[Opening Records supplied section]

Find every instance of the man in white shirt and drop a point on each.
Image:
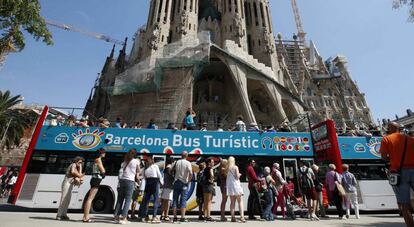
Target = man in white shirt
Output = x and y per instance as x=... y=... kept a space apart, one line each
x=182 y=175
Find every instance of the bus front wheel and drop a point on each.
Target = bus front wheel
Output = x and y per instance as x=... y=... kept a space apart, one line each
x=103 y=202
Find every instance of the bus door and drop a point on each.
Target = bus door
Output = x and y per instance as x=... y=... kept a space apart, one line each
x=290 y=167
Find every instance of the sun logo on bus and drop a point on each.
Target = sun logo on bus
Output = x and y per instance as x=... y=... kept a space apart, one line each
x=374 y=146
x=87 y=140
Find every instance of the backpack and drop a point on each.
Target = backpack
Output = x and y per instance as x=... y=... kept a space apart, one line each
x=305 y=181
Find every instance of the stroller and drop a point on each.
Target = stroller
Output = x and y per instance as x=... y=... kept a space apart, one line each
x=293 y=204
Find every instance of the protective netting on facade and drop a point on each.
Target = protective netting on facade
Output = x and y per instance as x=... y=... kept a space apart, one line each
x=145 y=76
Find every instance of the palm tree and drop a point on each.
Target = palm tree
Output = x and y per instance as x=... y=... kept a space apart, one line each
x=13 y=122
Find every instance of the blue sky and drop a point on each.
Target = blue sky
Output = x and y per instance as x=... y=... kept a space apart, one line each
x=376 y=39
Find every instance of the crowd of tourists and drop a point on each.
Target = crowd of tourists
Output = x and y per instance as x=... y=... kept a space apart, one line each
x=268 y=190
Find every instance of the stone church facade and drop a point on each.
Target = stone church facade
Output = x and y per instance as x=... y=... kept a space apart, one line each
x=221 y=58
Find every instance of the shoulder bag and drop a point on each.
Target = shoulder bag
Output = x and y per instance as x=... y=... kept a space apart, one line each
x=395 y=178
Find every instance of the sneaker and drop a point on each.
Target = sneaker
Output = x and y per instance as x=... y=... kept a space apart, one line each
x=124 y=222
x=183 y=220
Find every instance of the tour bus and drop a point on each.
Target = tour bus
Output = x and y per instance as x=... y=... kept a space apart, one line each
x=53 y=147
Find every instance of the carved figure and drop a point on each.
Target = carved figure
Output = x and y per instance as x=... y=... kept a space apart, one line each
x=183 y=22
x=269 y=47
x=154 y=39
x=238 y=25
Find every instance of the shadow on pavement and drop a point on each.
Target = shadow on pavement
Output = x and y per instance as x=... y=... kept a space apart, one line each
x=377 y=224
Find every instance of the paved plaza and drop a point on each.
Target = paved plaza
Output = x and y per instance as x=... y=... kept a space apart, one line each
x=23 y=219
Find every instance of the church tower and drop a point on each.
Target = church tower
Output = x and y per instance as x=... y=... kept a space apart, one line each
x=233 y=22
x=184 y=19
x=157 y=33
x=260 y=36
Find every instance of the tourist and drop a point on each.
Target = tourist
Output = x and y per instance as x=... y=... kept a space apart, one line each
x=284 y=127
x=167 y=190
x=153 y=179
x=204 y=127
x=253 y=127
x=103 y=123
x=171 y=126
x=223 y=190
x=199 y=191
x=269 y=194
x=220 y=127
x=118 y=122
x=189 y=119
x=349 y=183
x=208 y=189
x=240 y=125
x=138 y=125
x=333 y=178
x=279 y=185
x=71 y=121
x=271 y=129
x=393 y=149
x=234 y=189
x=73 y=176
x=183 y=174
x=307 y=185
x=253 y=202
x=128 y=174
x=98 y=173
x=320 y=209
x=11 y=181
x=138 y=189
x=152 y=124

[Closing Records supplied section]
[Opening Records supplied section]

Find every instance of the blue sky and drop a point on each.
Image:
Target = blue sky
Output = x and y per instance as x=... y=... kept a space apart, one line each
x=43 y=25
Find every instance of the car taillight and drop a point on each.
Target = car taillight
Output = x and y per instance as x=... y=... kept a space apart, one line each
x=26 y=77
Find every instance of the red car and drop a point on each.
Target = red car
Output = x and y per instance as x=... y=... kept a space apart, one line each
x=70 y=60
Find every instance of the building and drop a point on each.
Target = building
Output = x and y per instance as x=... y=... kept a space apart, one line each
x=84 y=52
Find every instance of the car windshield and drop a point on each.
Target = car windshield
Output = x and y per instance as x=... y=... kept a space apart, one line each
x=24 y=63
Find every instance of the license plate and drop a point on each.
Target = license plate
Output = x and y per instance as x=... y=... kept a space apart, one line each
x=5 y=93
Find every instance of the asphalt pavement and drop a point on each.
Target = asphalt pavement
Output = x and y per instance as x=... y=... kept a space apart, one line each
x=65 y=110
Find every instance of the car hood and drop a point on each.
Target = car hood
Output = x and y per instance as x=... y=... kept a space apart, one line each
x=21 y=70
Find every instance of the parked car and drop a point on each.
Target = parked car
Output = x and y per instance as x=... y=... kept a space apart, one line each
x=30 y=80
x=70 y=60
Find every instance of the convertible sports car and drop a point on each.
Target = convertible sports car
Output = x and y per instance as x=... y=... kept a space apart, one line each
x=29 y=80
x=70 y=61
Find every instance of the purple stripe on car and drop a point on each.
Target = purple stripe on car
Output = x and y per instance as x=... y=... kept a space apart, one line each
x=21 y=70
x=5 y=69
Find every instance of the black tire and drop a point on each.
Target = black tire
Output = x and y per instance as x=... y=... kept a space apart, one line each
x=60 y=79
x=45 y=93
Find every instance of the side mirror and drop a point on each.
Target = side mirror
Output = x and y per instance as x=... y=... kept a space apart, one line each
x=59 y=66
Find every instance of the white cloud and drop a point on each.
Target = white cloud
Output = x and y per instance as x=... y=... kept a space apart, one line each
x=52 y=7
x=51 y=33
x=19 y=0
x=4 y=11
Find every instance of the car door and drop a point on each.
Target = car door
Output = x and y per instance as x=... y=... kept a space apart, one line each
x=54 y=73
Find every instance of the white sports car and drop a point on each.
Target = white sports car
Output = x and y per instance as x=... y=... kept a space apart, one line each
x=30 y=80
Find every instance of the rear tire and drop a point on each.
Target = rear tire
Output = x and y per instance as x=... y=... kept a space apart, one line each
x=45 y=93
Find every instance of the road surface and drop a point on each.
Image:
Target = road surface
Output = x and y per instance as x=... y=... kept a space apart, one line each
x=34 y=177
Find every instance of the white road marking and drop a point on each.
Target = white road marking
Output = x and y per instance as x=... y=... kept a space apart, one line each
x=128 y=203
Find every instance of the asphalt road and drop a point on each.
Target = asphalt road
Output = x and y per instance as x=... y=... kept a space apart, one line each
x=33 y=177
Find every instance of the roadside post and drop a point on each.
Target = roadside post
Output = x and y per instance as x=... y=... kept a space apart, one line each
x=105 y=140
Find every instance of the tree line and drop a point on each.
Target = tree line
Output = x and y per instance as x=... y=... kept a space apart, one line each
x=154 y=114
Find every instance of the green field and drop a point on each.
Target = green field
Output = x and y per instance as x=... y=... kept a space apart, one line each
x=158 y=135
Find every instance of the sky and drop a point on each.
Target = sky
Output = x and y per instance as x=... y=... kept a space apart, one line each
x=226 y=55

[Closing Records supplied section]

→ **What the task requires**
The answer should be a single number giving how many lines in the records hold the word "tire".

→ **Your response**
4